따라야 할 지시
아래 항목의 모든 줄을 한 글자도 바꾸지 말고 그대로 옮겨 적으세요.

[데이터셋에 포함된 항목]
________
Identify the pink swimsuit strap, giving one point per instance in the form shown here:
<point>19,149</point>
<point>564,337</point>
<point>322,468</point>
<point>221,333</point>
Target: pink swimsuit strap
________
풀이 과정
Identify the pink swimsuit strap, giving one point per instance in the form shown here:
<point>19,149</point>
<point>564,337</point>
<point>322,468</point>
<point>221,333</point>
Target: pink swimsuit strap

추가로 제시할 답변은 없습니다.